• STATED GOAL 1:
Edit the saved data entries from their first line through the line containing "0,249,995,360", replacing "distant tree line" with "far-off row of trees" and leaving everything else unchanged.

• GIVEN TEXT:
========================================================================

In the hippies, Rand didn't even see hatred of the good; she saw, rather, nihilism - a departure from the whole process of celebrating the intellect or rational values. They might proclaim love for man but then turn around and declare that this means dropping out of capitalist society and living primitively, collectively. One could understand how, if the hippie generation looked to its intellectuals and educators for guidance and answers, they would find none, and give up. The real contempt Rand had here was for the intellectuals and educators who made the hippies, the nihilists and the haters possible.

========================================================================

• STATED GOAL 2:
Proceed with the passage on Rand's view of the hippies, continuing from the point at which it stops.

• Saved data entries:
========================================================================

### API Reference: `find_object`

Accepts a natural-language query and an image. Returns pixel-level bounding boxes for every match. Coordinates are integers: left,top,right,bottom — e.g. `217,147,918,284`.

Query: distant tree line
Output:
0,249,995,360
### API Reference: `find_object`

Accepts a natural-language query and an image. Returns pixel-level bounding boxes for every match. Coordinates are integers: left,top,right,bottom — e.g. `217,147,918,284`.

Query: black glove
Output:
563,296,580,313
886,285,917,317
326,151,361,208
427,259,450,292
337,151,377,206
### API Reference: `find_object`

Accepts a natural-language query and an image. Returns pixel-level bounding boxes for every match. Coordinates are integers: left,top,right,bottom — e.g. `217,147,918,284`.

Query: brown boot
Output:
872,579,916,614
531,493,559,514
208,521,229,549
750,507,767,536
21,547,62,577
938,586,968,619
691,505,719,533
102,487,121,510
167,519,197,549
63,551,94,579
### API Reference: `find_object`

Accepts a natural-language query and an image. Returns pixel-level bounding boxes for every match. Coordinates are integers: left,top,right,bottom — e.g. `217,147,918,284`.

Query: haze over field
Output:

========================================================================

• EXPECTED OUTPUT 1:
### API Reference: `find_object`

Accepts a natural-language query and an image. Returns pixel-level bounding boxes for every match. Coordinates are integers: left,top,right,bottom — e.g. `217,147,918,284`.

Query: far-off row of trees
Output:
0,249,995,360

• EXPECTED OUTPUT 2:
I would like at this point to point out the default of the liberal intelligentsia in the realm of ideas. Hundreds of thousands of liberal educators, and millions upon millions of liberally-educated Democrats, pose as defenders of reason. Comparably speaking, this might well be true if the alternative is the "conservatives" and their religionism. But that is not the only alternative, of course - which begs the question: Why have all these millions of liberals failed to take the Randian alternative seriously? Since we are talking about a massive number of people, the reasons and explanations can vary widely, but what might some of them be? Here's one explanation: cowardice - cowardice as a product of a social-metaphysical fear of being marginalized by those whose minds they respect. They look at the intelligentsia - people who have studied ideas over a lifetime - and see that the intelligentsia must be right for ignoring Rand, whatever their own rational judgment might have told them. This cowardice, by the way, is a ruling feature of any politicized environment - as the academy surely is, not only in terms of inter-academy politics, but in terms of a general alignment with the political Left: in many instances (i.e., the public schools), academic sustenance depends on Democrat politicians being elected. And here we are back at the theme of "The Comprachicos" - the public schools' indoctrination of students along democratic-socialist lines.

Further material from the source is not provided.